• [INSTRUCTION 1]:
Pull out every line of the records that contains the string "white". Case counts.

• [PASSAGE TO READ]:

Fractional differential equations, arising in the mathematical modeling of systems and processes, have drawn more and more attention of the research community due to their numerous applications in various fields of science such as engineering, chemistry, physics, mechanics, etc. Boundary value problems of fractional differential equations have been investigated for many years (see [9, 17, 20, 27, 29, 36]). Now, there are many papers dealing with the problem for different kinds of boundary value conditions such as multi-point boundary condition (see [7, 8]), integral boundary condition (see [1416, 19, 22, 25, 26, 30]), and many other boundary conditions (see [12, 31, 32]). In recent years, the existence and uniqueness theorems of solutions for boundary value problems of nonlinear fractional differential equations have been studied extensively in the literature, mainly by using the fixed point theorem of the mixed-monotone operator (see, for instance, [7, 18, 33, 34] and their references), a priori estimate method and a maximal principle (see, for instance, [2]), the Banach contraction mapping principle and the Krasnose’skii fixed point theorem (see, for instance, [1, 10, 11, 17]).

• [RECORDS SHOWN]:
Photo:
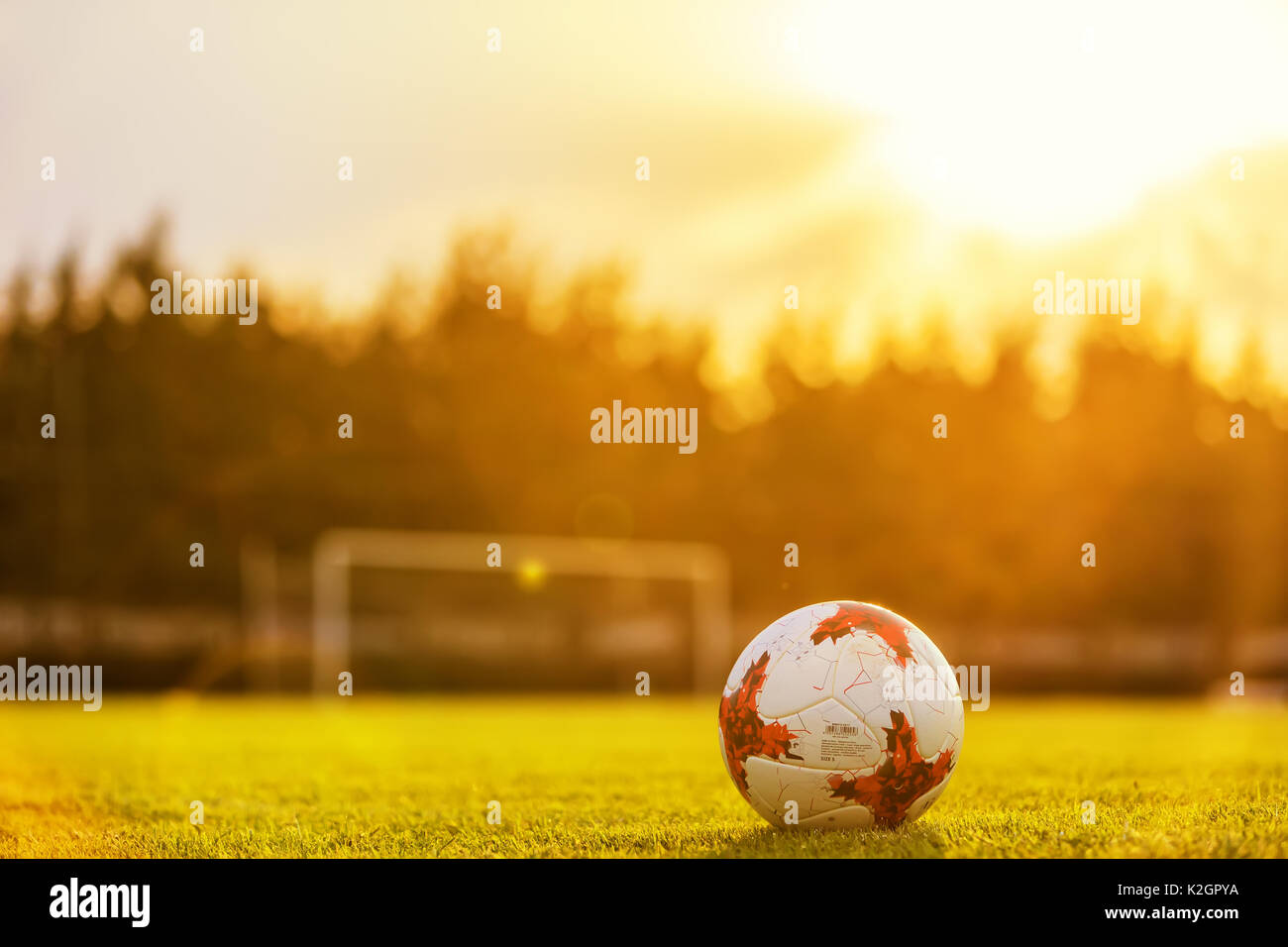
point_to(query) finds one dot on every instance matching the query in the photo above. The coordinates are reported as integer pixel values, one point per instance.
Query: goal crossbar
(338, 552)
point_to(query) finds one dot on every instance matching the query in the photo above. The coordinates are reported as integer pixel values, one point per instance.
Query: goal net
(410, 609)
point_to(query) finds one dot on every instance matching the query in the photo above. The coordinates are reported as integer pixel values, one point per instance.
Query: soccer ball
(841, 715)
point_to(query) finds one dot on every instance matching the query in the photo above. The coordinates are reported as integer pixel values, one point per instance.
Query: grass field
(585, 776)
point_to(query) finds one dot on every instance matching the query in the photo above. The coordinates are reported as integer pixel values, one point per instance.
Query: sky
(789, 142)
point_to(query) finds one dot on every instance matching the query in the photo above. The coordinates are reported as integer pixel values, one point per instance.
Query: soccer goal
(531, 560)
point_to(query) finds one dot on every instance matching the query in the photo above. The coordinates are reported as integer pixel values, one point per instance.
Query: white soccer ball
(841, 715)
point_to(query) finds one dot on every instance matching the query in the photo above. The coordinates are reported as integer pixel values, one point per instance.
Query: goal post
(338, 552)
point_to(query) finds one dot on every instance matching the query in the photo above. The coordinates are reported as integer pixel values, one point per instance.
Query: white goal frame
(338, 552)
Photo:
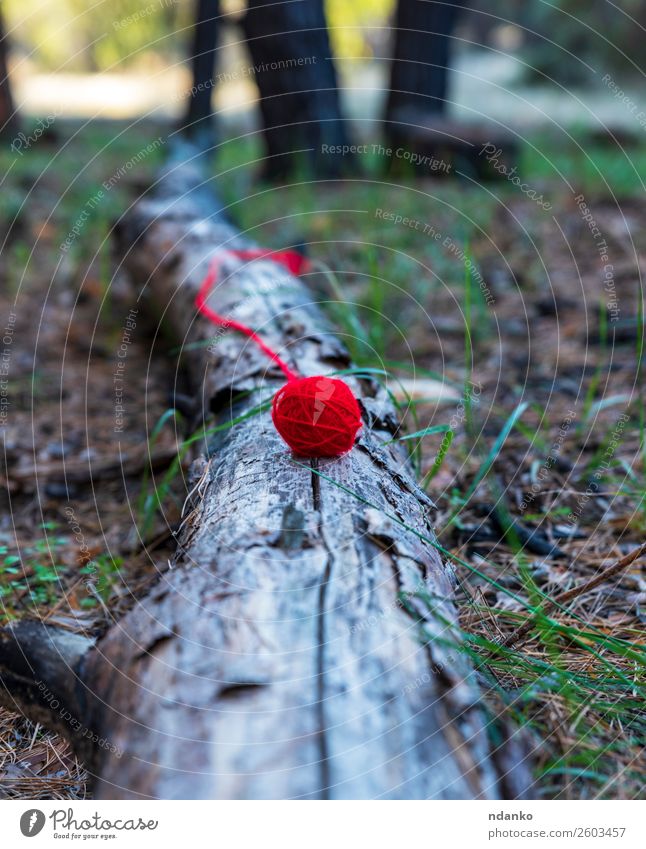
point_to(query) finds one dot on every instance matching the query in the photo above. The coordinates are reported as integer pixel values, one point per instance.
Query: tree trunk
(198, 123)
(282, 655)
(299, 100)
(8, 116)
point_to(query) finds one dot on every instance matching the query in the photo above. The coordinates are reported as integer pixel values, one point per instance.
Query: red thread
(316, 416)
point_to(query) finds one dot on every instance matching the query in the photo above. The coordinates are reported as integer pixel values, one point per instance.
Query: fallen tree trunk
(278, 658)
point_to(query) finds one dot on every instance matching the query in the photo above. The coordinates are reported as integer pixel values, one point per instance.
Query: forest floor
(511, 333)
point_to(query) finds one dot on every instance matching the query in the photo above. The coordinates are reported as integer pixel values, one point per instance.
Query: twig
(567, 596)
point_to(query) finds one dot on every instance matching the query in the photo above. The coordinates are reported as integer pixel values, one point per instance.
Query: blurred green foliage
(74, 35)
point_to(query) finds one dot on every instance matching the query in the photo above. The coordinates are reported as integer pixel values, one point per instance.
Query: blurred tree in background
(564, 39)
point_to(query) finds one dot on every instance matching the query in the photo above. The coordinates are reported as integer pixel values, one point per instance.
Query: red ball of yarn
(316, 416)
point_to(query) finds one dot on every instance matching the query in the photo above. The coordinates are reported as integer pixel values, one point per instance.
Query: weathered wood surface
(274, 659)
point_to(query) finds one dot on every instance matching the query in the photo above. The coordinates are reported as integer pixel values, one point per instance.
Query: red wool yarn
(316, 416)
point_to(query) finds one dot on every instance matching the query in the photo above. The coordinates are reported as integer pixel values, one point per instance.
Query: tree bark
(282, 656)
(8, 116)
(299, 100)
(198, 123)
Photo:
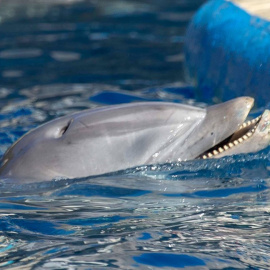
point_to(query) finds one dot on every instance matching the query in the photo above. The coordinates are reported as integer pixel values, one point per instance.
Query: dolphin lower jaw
--
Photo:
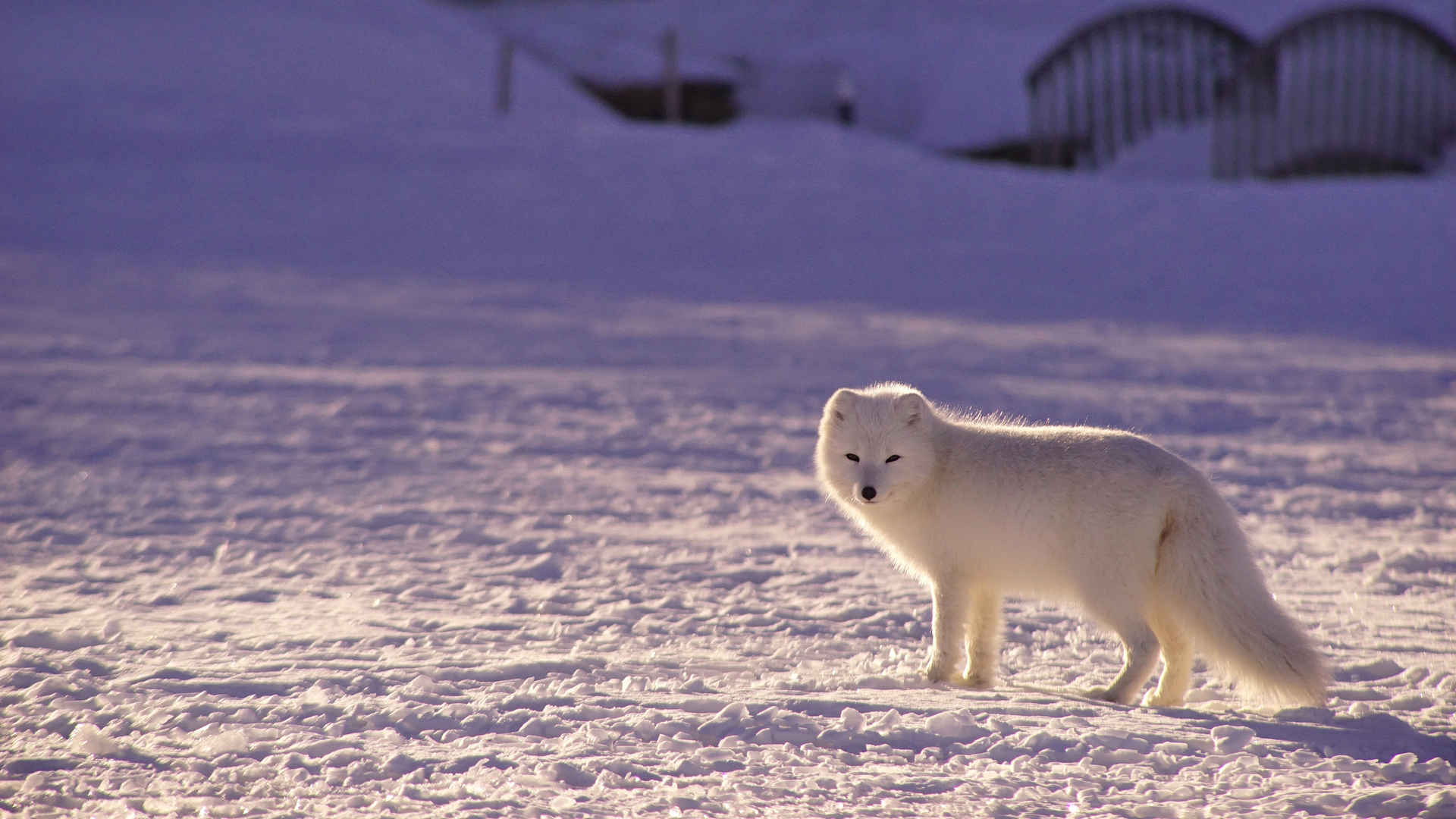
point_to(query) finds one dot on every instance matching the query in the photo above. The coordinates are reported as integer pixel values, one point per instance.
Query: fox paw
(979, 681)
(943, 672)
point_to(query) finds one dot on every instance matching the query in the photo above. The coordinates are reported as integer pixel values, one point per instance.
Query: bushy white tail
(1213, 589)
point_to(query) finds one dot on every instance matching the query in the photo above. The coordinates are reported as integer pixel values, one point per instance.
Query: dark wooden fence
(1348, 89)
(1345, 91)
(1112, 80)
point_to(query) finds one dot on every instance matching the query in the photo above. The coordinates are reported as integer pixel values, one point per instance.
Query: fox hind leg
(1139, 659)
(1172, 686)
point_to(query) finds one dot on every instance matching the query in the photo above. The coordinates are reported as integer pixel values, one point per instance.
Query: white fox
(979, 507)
...
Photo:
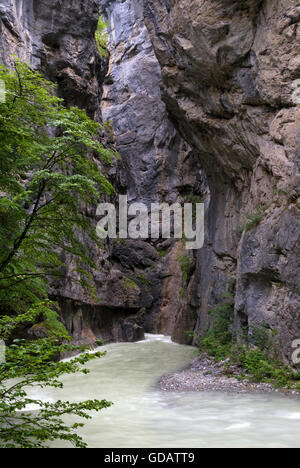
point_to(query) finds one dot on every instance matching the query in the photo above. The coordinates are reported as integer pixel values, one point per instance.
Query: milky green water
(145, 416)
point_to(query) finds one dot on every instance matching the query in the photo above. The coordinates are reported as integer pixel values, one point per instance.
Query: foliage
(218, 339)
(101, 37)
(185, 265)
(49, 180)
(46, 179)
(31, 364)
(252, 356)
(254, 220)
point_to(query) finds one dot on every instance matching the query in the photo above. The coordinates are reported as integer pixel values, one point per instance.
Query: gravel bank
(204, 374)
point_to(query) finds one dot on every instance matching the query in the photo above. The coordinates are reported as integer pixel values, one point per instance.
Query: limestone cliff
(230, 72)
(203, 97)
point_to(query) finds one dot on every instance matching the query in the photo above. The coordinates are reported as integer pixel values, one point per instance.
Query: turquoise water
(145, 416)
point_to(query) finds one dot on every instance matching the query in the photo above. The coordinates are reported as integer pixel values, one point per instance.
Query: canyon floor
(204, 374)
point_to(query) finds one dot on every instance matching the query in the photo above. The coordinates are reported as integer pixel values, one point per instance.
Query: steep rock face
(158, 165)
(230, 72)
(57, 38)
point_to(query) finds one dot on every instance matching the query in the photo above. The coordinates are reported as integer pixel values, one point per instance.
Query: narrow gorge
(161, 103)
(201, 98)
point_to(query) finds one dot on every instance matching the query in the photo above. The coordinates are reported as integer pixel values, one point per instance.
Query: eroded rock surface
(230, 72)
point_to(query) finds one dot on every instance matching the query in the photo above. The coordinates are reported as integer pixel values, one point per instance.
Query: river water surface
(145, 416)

• [INSTRUCTION 2]:
Translate this sentence from the passage on fractional differential equations into Spanish: "Boundary value problems of fractional differential equations have been investigated for many years (see [9, 17, 20, 27, 29, 36])."

• [CORRECT RESPONSE 1]:
Query: white soccer ball
Query: white goal frame
Query: bushy white tail
Query: white fox

• [CORRECT RESPONSE 2]:
Los problemas de valor en la frontera de ecuaciones diferenciales fraccionarias se han investigado durante muchos años (véase [9, 17, 20, 27, 29, 36]).